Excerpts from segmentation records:

★ ★ ★

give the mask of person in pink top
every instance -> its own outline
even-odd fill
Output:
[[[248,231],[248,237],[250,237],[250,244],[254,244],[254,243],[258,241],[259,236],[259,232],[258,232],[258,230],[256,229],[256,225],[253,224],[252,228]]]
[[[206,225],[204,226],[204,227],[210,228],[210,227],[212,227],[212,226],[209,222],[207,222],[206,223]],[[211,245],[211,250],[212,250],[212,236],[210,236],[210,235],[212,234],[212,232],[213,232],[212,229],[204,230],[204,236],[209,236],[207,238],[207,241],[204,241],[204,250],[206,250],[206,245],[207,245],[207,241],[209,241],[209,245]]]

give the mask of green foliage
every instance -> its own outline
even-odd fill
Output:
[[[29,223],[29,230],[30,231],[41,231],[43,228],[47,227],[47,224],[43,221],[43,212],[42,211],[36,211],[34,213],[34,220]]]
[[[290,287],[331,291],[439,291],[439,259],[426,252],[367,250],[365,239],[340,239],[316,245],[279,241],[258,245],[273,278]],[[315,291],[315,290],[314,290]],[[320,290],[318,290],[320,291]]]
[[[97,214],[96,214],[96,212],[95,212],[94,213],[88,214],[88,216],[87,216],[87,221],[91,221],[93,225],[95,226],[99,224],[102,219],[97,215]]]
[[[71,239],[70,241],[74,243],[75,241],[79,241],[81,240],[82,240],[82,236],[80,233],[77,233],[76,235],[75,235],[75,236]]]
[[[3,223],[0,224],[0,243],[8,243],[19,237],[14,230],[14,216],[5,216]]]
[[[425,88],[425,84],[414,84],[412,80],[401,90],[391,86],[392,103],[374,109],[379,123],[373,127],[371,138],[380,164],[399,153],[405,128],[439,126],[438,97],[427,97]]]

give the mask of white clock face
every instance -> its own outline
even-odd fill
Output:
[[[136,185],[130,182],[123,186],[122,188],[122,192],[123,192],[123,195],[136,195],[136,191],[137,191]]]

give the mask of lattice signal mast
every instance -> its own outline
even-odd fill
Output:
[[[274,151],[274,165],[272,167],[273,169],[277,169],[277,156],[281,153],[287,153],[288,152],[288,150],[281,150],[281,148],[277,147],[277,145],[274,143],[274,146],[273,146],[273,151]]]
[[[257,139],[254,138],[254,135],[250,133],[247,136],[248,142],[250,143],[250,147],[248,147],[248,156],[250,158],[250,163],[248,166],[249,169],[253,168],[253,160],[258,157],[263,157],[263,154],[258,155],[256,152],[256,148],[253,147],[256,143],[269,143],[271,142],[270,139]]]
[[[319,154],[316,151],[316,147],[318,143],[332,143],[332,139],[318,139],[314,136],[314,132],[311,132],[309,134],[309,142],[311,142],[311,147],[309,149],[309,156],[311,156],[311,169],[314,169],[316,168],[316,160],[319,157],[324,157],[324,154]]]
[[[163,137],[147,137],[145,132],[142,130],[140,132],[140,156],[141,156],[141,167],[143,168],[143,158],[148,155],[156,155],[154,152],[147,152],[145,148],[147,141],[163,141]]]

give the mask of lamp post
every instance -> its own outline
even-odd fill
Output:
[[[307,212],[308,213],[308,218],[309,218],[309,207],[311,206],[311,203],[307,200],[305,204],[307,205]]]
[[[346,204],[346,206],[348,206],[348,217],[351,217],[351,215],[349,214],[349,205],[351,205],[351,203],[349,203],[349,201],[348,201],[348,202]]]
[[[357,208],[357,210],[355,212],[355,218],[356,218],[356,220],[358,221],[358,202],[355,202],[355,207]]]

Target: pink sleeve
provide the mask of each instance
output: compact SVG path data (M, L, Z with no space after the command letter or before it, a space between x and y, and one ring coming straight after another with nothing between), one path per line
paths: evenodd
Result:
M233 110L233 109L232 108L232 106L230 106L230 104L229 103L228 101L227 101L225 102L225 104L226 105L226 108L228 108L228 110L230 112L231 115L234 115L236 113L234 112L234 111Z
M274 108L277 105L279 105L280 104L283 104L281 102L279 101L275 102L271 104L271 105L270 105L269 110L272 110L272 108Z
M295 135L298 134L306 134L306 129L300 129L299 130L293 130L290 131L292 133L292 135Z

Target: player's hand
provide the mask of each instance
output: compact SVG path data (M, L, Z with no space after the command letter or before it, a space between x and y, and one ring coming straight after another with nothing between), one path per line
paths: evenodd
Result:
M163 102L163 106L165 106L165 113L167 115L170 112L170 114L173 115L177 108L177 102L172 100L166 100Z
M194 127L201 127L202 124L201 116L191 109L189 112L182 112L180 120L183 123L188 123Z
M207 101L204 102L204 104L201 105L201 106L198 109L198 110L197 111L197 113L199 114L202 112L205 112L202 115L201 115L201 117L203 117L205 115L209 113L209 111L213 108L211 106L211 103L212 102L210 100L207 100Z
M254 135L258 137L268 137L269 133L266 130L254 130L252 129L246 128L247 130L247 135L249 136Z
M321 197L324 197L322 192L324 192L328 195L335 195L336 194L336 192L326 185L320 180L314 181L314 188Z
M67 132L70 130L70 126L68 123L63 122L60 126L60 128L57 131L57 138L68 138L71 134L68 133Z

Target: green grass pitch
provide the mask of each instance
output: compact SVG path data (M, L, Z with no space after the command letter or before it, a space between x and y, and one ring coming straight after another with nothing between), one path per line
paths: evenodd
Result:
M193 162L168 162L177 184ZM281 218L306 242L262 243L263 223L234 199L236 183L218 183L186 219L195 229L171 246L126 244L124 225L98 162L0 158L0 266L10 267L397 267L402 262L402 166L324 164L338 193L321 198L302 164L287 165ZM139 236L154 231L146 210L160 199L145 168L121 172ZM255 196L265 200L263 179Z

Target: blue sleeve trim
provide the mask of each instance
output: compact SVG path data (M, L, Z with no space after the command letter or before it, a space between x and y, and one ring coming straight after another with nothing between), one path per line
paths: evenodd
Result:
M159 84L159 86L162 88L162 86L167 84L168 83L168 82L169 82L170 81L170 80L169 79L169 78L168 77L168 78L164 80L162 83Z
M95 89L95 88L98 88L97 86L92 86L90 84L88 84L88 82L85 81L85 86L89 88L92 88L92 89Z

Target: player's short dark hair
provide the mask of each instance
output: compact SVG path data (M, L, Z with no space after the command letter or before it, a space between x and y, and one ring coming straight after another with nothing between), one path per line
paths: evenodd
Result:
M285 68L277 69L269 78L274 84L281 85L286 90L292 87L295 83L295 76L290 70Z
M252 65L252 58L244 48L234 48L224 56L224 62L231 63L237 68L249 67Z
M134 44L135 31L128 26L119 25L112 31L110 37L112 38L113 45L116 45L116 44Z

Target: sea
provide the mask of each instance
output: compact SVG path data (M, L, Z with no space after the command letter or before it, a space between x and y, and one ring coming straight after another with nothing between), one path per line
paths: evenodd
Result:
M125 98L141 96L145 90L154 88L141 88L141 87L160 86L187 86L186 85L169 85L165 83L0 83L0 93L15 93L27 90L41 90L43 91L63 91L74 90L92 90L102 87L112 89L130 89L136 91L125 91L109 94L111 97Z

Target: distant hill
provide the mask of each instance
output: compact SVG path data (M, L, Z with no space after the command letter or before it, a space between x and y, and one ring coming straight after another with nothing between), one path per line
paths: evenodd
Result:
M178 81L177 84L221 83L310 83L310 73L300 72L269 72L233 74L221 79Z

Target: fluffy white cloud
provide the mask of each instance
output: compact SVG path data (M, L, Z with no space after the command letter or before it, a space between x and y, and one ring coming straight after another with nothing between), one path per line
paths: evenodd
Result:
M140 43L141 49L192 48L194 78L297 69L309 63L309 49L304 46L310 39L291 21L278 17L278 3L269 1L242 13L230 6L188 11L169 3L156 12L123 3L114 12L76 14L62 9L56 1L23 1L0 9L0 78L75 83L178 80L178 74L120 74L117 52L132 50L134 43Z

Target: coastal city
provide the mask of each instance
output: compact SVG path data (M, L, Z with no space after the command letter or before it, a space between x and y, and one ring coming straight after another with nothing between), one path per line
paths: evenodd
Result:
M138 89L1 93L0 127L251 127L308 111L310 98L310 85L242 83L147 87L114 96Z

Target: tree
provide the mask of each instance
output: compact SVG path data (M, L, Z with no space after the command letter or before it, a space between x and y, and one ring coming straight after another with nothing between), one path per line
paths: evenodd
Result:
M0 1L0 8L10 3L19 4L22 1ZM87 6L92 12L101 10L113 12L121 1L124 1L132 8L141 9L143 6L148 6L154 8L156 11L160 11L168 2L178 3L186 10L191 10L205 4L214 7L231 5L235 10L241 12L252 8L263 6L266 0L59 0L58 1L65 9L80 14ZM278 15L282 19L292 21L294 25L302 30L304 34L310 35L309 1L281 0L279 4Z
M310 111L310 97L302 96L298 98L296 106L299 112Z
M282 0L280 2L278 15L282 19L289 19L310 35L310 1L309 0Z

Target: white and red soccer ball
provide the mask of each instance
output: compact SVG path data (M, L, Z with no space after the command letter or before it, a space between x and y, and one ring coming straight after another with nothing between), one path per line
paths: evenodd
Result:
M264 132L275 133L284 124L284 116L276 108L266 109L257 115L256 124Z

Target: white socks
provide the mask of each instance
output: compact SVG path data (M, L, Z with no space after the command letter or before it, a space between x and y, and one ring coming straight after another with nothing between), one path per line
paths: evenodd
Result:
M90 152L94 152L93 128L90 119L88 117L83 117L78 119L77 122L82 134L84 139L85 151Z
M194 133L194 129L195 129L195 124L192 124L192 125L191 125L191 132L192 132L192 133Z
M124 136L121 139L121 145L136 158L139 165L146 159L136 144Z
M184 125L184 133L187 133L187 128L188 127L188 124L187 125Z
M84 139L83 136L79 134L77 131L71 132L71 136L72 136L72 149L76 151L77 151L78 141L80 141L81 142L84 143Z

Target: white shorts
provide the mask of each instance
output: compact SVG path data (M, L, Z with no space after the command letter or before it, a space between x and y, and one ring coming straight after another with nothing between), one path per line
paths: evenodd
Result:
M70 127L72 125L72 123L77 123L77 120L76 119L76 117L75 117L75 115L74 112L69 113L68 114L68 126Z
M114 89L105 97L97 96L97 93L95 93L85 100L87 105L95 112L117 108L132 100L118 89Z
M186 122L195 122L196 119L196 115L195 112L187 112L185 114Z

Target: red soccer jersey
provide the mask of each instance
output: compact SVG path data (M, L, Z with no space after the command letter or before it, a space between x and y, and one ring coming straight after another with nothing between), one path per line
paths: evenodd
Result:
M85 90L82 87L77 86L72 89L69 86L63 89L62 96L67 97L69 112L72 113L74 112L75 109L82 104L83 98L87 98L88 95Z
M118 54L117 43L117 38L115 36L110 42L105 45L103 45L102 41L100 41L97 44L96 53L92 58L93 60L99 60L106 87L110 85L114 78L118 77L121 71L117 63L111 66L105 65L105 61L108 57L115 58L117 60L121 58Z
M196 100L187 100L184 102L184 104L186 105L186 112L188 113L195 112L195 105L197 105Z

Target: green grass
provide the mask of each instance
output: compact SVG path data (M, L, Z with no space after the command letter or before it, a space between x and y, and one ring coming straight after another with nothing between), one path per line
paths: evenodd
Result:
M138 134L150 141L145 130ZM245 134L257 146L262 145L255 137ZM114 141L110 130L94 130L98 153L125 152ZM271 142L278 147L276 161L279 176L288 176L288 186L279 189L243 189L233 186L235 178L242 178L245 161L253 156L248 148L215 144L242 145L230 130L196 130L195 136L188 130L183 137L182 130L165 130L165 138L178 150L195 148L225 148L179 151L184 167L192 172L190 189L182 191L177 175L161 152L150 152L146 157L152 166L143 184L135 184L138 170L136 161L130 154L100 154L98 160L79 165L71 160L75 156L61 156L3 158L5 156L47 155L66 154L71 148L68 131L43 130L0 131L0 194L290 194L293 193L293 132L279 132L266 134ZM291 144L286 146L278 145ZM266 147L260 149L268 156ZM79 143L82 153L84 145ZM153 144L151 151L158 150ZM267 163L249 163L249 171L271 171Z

★ ★ ★

* **Written instruction**:
Please count how many lines of the listing above contain the string "soccer", and reply with only that number.

* **Answer in full**:
2